■ **DATA SHOWN**
···
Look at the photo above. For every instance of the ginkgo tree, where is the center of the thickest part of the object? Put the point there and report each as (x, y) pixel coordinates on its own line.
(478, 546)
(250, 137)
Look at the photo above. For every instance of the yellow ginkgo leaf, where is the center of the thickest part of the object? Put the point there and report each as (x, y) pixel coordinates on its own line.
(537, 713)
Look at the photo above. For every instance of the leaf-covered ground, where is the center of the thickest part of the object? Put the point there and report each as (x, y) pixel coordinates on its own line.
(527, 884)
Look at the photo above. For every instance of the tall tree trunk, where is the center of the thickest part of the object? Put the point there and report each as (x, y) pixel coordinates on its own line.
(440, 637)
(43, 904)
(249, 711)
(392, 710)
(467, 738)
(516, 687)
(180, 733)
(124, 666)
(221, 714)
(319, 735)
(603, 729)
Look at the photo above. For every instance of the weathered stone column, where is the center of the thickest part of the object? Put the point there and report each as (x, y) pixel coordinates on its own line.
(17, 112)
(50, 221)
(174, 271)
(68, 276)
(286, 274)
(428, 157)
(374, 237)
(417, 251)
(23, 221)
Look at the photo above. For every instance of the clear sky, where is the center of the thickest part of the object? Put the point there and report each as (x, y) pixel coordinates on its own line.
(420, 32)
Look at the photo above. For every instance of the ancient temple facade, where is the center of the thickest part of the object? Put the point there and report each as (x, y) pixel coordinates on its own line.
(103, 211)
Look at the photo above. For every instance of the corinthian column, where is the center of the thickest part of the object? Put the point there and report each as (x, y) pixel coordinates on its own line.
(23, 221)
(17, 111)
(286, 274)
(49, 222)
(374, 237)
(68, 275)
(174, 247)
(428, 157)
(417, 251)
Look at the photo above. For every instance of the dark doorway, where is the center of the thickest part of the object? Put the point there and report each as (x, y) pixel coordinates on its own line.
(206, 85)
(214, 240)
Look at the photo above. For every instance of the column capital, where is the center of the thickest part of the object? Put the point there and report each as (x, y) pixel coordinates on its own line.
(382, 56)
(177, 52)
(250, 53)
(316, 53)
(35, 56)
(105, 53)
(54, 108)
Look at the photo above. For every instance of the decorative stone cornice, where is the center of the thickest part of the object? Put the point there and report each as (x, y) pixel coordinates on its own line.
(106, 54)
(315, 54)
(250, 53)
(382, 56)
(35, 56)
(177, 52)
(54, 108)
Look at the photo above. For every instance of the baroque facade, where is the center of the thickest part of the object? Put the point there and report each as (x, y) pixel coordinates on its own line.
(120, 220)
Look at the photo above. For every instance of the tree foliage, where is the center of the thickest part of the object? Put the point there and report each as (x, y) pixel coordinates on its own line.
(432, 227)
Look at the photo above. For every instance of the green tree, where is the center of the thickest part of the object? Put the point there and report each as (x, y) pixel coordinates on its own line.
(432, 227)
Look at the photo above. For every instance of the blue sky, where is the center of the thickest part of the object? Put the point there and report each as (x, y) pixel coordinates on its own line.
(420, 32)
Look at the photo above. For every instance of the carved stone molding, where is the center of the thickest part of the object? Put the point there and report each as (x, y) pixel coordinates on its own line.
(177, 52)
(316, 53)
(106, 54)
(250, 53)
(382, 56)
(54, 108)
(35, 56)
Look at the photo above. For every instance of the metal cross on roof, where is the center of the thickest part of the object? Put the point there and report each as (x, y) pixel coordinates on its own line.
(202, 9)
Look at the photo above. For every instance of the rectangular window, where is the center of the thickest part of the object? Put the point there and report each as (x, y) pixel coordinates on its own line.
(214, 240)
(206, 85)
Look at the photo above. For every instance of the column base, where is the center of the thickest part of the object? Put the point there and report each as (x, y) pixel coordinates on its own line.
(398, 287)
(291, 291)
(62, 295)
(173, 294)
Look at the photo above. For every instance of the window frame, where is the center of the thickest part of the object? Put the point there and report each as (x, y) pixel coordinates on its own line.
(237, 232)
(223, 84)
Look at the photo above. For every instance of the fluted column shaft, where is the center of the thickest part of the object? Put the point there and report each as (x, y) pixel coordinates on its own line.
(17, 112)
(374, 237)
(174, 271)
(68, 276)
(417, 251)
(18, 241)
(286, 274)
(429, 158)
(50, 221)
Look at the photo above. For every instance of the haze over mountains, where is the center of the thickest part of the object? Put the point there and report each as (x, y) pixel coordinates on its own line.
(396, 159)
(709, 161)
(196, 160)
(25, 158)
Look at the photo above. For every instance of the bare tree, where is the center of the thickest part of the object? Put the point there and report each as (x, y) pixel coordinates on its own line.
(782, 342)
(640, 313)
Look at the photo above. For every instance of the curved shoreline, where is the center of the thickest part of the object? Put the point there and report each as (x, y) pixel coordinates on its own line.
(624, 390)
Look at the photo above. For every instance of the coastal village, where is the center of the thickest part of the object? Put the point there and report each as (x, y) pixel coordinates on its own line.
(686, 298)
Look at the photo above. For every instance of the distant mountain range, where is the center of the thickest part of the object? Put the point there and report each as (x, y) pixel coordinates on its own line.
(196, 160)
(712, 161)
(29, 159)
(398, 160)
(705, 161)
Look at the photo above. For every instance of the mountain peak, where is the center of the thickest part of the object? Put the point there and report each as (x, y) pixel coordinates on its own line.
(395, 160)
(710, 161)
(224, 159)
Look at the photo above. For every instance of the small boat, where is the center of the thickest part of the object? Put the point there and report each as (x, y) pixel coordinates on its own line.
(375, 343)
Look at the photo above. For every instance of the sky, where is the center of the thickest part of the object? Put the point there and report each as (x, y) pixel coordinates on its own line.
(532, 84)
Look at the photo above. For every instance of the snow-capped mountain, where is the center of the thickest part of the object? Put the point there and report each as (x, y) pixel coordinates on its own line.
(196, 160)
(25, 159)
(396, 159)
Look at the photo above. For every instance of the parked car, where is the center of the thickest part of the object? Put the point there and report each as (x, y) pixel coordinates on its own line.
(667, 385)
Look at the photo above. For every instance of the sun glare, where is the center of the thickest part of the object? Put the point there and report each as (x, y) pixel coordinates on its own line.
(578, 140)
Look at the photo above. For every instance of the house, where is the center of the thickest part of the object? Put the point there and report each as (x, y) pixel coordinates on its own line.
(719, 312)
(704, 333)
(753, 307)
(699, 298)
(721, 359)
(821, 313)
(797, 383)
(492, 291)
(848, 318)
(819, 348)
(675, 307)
···
■ **WHAT TO DO**
Arrange everything from the line containing "Look at the photo above. For every instance of the sun" down to the end of the listing as a JSON list of strings, with one string per line and blank lines omitted.

■ **WRITTEN REPLY**
[
  "Look at the photo above. For every instance of the sun glare, where is the center of the thickest part of the object? Put the point there and report each as (x, y) pixel coordinates on its own line.",
  "(578, 140)",
  "Look at the photo above. For every instance of the house, where is the center of the thickest part of the object? Put the point there and report each as (x, y) pixel coordinates on its own line.",
  "(719, 312)",
  "(704, 333)",
  "(753, 307)",
  "(699, 298)",
  "(721, 359)",
  "(821, 313)",
  "(797, 383)",
  "(492, 291)",
  "(848, 318)",
  "(819, 348)",
  "(675, 307)"
]